**Stored data entries**
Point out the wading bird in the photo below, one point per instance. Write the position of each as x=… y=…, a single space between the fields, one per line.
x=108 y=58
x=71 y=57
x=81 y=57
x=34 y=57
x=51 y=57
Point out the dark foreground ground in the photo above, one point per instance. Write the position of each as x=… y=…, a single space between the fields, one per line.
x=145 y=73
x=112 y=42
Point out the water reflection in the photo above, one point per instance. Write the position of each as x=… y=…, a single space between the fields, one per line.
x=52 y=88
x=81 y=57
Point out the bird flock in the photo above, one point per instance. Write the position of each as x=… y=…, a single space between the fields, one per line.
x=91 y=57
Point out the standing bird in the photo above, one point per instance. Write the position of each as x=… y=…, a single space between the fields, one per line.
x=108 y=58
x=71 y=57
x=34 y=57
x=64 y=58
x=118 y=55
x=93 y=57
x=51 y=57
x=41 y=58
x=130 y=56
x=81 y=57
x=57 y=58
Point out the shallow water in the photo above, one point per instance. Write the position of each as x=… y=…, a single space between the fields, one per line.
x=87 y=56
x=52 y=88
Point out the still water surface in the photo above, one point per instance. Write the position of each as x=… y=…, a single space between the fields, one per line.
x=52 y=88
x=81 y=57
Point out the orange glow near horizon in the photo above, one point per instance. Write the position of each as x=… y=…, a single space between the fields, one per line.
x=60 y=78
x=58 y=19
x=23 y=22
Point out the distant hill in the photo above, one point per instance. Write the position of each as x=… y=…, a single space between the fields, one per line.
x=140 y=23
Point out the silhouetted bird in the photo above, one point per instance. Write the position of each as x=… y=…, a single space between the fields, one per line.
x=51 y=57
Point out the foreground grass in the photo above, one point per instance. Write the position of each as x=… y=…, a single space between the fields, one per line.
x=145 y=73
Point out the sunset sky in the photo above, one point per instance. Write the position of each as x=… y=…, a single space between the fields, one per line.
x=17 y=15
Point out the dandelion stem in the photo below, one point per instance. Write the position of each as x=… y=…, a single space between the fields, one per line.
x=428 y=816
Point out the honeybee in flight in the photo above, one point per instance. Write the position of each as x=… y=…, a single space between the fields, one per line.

**Required work**
Copy all the data. Match it exactly.

**Solution for this task**
Point out the wading bird in the photo below, one point per instance. Write the position of each as x=… y=…, a single space between the fields, one per line.
x=108 y=58
x=71 y=57
x=81 y=57
x=34 y=57
x=51 y=57
Point out the dark foreground ground in the photo above, one point per instance. Write the position of each as x=… y=…, a single space between the fields, one per line.
x=145 y=73
x=112 y=42
Point out the water reflection in the photo above, one point per instance. Write the position of each as x=… y=…, a single space between the fields, one per line.
x=52 y=88
x=81 y=57
Point out the bird flock in the photo above, one point per instance. Write the position of each as x=… y=…, a single space between the fields, one per line.
x=91 y=57
Point out the standing bird in the photo above, one point per instance. Write the position of each as x=… y=…, a single space between the fields, one per line.
x=108 y=58
x=71 y=57
x=34 y=57
x=64 y=58
x=118 y=55
x=93 y=57
x=51 y=57
x=41 y=58
x=130 y=56
x=81 y=57
x=57 y=58
Point out the shallow water in the photo above, one point per instance. Write the position of each as x=… y=…, a single space between the fields, one per line.
x=87 y=56
x=52 y=88
Point out the still water surface in the photo above, one point per instance. Write the position of each as x=… y=…, a single space between the fields, one per line.
x=52 y=88
x=81 y=57
Point out the orange glow near horizon in the photo above, one point per instance. Write the position of each as x=… y=…, a single space between the fields, one per line.
x=60 y=78
x=58 y=19
x=23 y=22
Point out the distant hill in the photo above, one point per instance. Write the position of each as x=… y=…, a single space between the fields, one per line.
x=140 y=23
Point out the silhouetted bird in the photo above, one point per instance. Write the position of each as x=… y=…, a single space between the fields, one per line.
x=51 y=57
Point out the foreground grass in the photo above, one point per instance. Write the position of each as x=… y=…, a single space between the fields, one per line.
x=145 y=73
Point out the sunset sky in the photo above, one point per instance. Write the position of each as x=… y=…, a single space between the fields, one per line.
x=17 y=15
Point out the dandelion stem in the photo below, one point per instance. Write the position of each as x=… y=…, a single space between the fields, one per line.
x=428 y=816
Point out the honeybee in flight in the photo above, one point per instance. Write the position of each as x=… y=…, a single space between the fields, one per line.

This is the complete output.